Aşağıdaki videoda kazanın simülasyondaki canlandırılmasını izleyebilirsiniz.
Kara kutu kayıtlarından
tespit edilen pilotların son sözleri ise (çevirebildiğim kadarıyla) şunlar
oluyordu:
Kaptan Pilot: Kalkış gücüne geçelim lütfen.
İkinci Pilot: Güç ayarlandı.
İkinci Pilot: Çapraz kontrol 80 Knot
İkinci Pilot: V-Bir V-R (Kalkışın iptal
edilemeyeceği hıza ulaşıldığını belirten terim)
İkinci Pilot: V-İki (Güvenli kalkış için gereken hıza ulaşıldı)
İkinci Pilot: Pozitif oran.
Kaptan Pilot: İniş takımlarını kaldır.
(İniş takımlarının
kapanırken çıkardığı ses)
İkinci Pilot: Ne?
Kaptan Pilot: Yardım et!
Kaptan Pilot: Tutabildin mi?
İkinci Pilot: OH, # (sanırım küfür ediyor)
Kaptan Pilot: Aşağı it!
İkinci Pilot: OH, #
(İniş takımı uyarı sesi
geliyor)
(Stall uyarı sesi
geliyor)
Kaptan Pilot: Burnu aşağı it! (Bağırarak)
Kaptan Pilot: Ahh! (Bağırarak)
Kaptan Pilot: Aman tanrım!
Kule: Air Midwest 5481 için acil durum!
(Stall uyarı sesi
kesiliyor)
Çarpışma gerçekleşiyor.

Görev tanımı A: Listede "screen" dizesini içeren satırları sayın; büyük/küçük harf ayrımı dikkate alınmalıdır. Yanıt olarak yalnızca sayıyı verin.
Görev tanımı B: Air Midwest 5481 kazasını aktaran yukarıdaki metni son cümlesinden itibaren sürdürün.

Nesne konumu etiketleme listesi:
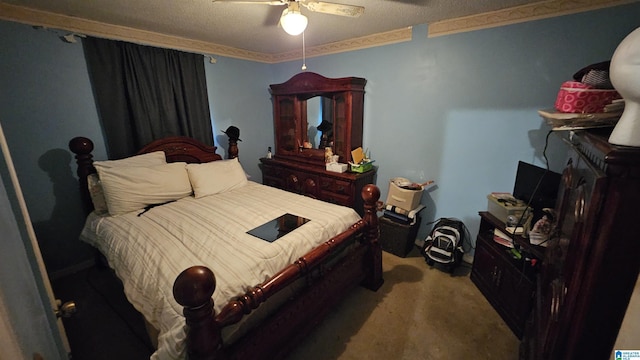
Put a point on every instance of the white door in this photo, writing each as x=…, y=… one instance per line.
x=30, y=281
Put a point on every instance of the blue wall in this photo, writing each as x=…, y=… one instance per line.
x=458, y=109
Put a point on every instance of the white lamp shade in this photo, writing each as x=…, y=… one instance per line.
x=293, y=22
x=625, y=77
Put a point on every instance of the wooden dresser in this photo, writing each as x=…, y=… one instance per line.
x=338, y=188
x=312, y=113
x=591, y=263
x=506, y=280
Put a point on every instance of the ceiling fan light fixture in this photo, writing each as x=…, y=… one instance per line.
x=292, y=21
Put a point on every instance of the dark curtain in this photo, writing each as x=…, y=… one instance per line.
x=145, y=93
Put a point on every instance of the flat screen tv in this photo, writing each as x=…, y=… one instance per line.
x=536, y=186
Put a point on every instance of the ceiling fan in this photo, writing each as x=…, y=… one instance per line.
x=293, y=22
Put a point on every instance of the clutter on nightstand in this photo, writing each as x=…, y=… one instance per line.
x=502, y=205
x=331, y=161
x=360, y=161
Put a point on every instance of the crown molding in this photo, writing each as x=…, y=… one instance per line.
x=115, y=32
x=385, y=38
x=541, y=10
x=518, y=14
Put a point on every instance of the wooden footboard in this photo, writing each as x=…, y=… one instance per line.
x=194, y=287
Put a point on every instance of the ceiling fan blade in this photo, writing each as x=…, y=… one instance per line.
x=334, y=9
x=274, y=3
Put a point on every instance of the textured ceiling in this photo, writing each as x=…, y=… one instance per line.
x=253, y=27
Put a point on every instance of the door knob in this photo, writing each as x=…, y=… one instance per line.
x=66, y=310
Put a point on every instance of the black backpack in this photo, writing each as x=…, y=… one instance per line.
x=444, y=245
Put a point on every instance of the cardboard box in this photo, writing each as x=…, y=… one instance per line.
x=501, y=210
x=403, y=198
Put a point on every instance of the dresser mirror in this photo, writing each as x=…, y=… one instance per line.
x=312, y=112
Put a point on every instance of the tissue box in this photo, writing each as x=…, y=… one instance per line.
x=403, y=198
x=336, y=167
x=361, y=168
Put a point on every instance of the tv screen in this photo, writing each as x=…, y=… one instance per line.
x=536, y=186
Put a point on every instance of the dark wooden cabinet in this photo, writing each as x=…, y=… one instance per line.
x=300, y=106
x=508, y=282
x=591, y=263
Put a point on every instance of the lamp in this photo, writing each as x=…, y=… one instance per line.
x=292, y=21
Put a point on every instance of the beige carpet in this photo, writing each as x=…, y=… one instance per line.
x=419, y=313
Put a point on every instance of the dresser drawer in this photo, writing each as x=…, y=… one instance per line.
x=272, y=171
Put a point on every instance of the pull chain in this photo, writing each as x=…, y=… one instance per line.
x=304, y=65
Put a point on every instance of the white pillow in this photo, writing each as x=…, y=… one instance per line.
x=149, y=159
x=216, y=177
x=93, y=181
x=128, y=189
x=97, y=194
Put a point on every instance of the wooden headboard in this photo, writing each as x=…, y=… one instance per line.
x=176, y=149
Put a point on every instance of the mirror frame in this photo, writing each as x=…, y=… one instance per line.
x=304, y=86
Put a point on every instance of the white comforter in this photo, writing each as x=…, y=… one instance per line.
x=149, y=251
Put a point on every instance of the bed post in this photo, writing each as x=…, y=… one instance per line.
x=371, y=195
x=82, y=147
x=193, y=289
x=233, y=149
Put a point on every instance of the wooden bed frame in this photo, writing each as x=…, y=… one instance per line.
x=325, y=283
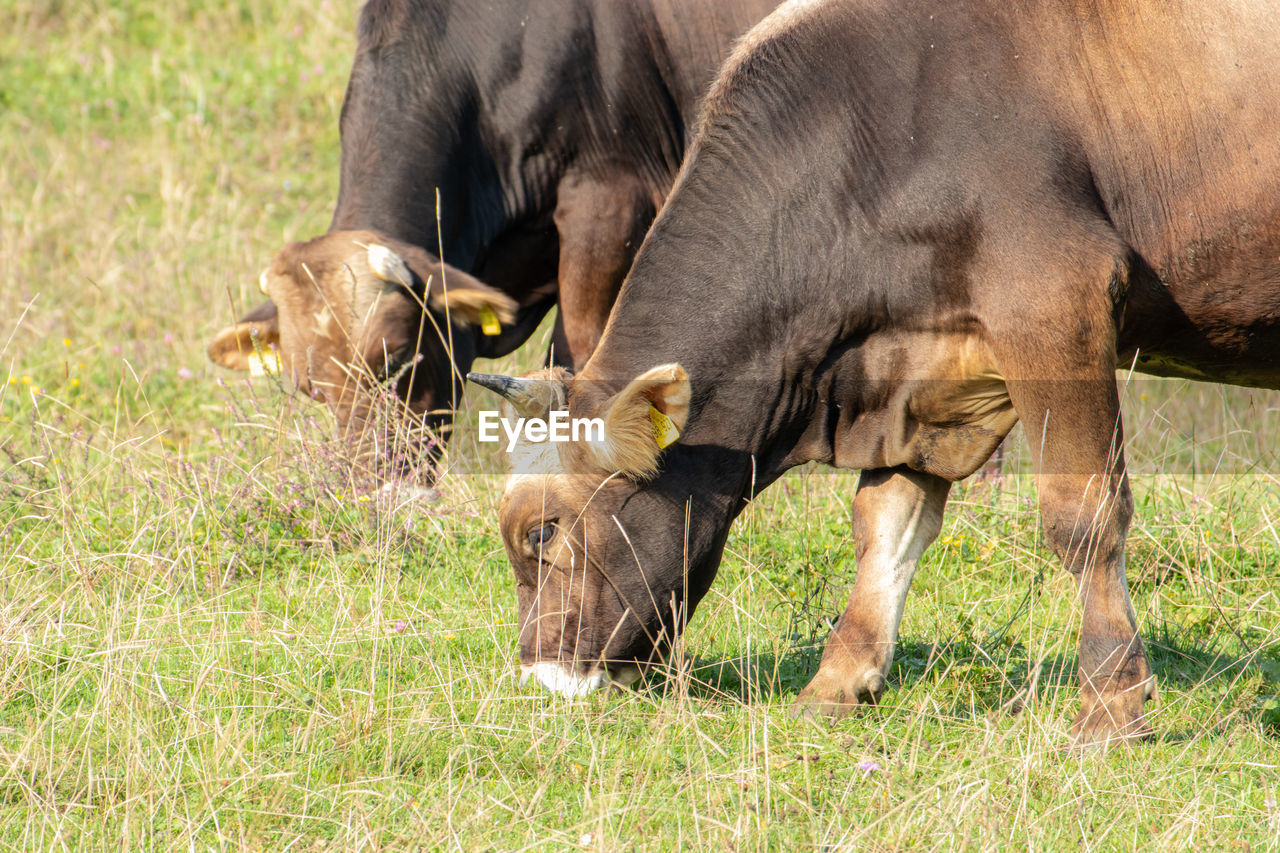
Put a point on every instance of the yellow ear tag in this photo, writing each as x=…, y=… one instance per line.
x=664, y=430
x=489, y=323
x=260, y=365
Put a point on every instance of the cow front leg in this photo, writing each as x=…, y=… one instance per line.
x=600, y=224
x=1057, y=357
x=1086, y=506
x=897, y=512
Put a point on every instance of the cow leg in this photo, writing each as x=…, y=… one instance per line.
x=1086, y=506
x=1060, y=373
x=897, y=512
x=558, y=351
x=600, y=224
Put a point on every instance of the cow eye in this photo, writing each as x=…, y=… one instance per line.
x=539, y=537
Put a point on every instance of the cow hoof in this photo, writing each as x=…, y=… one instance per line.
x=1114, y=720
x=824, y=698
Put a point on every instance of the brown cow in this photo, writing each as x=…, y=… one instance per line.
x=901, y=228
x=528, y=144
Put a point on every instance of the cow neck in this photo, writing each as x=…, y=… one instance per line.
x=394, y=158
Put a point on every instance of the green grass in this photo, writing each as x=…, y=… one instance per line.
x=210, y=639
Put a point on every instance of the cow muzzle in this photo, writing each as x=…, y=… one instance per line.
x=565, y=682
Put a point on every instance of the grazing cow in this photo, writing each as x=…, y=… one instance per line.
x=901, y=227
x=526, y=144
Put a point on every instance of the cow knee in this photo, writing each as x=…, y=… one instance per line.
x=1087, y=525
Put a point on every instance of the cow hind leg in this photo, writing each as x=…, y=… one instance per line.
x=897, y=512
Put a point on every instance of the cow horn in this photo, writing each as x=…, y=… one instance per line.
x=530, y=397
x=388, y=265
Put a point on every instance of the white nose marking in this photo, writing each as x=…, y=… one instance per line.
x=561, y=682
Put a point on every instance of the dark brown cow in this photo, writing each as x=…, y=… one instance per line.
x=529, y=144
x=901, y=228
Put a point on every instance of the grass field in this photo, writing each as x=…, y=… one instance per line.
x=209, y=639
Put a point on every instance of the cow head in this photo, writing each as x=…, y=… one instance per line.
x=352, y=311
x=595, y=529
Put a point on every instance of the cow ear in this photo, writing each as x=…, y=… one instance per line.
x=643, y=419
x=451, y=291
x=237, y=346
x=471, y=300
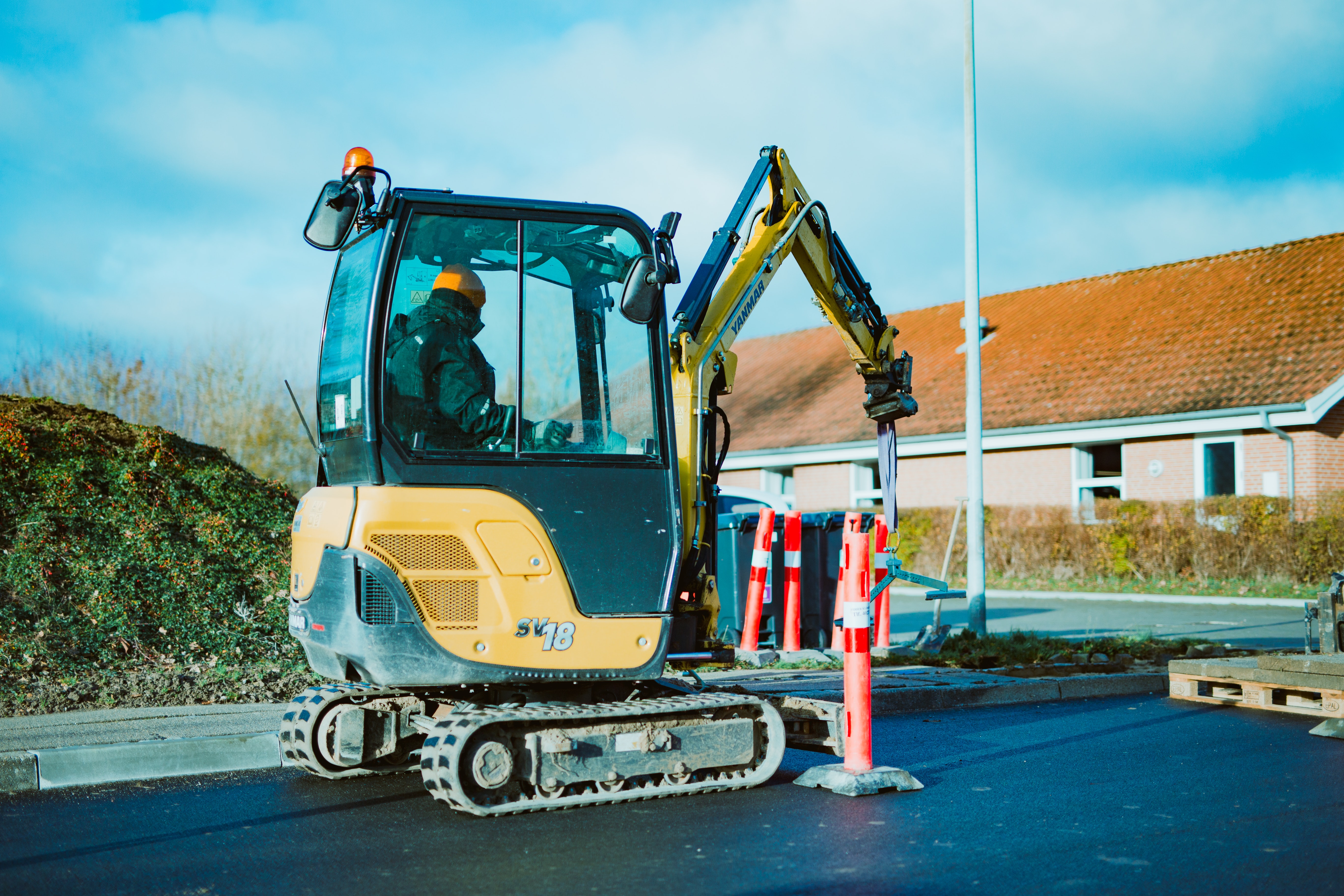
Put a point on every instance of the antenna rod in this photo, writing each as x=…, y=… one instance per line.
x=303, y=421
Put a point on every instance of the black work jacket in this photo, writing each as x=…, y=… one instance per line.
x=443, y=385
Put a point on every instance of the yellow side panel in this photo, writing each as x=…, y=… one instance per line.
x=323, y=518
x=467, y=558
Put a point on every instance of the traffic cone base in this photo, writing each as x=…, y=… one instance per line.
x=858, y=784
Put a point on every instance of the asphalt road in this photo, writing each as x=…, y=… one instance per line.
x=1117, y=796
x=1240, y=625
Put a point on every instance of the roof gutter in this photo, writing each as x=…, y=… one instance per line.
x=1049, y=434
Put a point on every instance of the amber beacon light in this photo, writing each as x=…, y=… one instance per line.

Beklenen yanıt A: 2

Beklenen yanıt B:
Kazayı incelemeye gelen müfettişler
kazanın nedenini öğrenmek için deliller aramaya koyulurlar. Yakıt deposuna ait
bir kapak kalkış sırasında uçağın pervanelerine çarpmış ve kazaya sebep olmuş
olabilir. Ama olayı daha ayrıntılı incelediklerinde uçağın düşme sebebinin bu
olmadığı ortaya çıktı.
Pistte kalkış için
beklenirken, ondan hemen önce bir Bombardier uçağı kalkış yapmıştı. Uçak, Bombardier
uçağının kalkışı sırasında oluşan bozuk hava akımına kapılıp düşmüş olabilirdi.
Bu fikri incelemeye başlayan müfettişler İki uçağın tam olarak aynı rotada
gitmediğini tespit edip bu iddiayı da çürüttüler.
Peki, Beechcraft 1900D uçağını düşüren
olay ne?
Yunuslama (Pitching) Hareketi Arka kısımdaki siyah boyalı yüzeyler ise elevatörler |
Uçağın
burnunu aşağı ve yukarı hareket ettirmesine yunuslama hareketi (pitching)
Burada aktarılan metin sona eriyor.